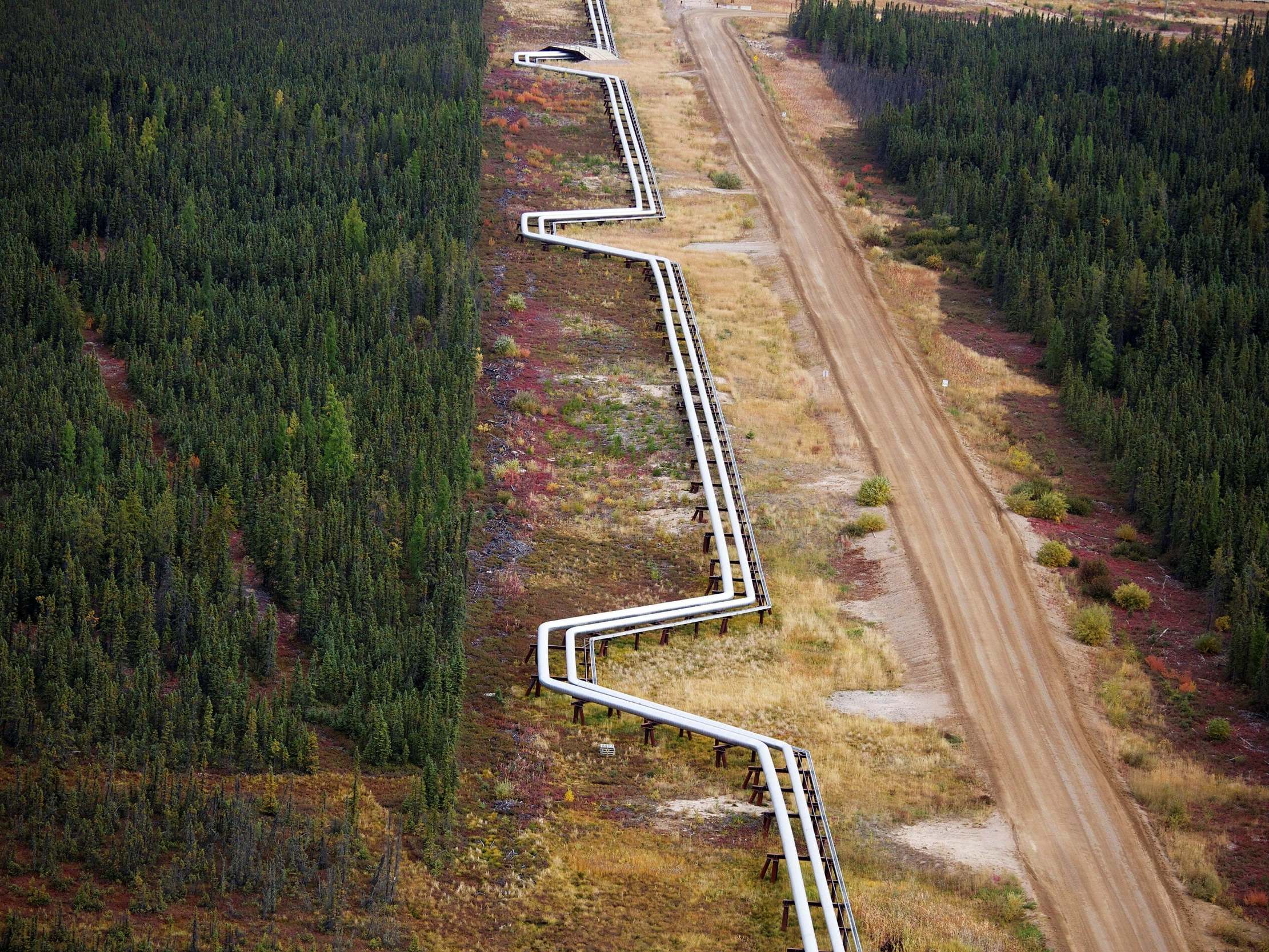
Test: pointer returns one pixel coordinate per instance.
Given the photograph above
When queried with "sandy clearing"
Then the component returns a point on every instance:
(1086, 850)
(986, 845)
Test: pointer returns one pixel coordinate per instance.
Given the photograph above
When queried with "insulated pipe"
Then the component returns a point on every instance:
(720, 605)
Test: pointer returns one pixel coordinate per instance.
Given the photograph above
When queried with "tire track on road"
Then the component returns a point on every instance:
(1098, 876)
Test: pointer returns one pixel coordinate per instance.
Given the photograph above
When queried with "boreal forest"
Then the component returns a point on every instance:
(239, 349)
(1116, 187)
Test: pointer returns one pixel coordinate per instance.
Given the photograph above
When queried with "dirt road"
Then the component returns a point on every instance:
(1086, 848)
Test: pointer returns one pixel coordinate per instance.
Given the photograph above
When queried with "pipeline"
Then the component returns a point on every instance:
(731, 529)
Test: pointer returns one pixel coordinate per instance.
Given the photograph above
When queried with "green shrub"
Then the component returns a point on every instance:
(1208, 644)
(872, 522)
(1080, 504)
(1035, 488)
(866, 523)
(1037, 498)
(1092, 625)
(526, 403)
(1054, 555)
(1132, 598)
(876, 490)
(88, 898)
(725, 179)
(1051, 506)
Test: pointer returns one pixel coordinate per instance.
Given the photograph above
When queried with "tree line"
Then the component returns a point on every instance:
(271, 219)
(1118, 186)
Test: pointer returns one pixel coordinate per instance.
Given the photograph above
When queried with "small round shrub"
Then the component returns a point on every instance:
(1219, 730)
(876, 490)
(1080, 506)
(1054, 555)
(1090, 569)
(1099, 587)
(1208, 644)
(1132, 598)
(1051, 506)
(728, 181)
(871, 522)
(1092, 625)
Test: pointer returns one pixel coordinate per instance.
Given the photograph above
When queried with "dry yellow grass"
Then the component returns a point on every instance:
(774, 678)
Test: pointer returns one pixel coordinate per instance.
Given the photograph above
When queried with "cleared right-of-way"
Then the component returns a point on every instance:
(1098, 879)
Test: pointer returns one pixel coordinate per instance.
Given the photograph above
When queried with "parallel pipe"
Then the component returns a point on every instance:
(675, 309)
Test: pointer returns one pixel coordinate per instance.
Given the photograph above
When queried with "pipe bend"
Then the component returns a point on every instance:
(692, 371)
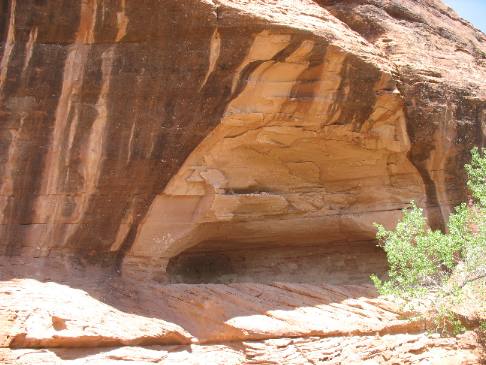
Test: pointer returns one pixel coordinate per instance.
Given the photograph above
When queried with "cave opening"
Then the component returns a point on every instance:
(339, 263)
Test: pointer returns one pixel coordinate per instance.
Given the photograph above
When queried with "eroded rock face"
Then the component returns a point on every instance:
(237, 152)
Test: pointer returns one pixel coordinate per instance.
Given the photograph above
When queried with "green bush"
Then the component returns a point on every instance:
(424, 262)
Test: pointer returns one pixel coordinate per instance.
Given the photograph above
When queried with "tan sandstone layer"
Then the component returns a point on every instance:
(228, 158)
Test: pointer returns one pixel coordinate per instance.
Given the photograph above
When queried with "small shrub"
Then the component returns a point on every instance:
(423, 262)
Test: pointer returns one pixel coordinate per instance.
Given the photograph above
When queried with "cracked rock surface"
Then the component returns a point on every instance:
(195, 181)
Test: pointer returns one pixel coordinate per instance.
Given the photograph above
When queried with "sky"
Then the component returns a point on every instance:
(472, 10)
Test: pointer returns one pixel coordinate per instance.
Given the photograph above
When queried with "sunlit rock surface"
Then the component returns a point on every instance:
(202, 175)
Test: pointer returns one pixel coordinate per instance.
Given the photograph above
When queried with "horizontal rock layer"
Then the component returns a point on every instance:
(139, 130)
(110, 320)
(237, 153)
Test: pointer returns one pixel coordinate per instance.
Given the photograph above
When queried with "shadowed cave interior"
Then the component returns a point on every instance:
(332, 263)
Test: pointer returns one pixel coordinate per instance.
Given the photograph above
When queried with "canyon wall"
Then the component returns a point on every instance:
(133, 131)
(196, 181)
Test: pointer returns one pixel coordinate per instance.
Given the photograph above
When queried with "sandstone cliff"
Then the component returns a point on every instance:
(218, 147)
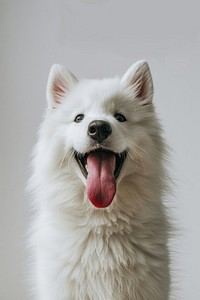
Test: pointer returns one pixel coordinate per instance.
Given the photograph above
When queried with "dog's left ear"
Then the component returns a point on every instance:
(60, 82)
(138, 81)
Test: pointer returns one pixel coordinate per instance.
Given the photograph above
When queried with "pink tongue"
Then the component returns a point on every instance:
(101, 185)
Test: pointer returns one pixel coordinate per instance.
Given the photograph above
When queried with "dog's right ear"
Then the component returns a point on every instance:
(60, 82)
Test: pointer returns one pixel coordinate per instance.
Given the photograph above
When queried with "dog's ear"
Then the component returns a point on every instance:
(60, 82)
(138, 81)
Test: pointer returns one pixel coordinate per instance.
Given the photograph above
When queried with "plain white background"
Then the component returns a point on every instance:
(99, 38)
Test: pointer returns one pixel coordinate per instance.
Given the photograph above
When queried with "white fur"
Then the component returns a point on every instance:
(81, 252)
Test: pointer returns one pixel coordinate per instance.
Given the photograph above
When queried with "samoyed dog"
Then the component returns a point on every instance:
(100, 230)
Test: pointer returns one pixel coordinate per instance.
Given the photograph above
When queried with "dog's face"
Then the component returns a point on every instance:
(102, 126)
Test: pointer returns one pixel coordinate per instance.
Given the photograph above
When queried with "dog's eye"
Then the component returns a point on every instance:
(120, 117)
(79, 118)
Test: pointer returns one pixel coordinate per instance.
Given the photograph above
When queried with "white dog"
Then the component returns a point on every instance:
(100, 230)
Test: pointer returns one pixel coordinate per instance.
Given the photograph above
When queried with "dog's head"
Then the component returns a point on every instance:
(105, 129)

--

TASK DIRECTIONS - Filter the entries down to the lines holding the string "surface". Copy each of those lines.

OUTPUT FOR THIS EXERCISE -
When queried with "cracked rock surface"
When queried with "sunlit rock surface"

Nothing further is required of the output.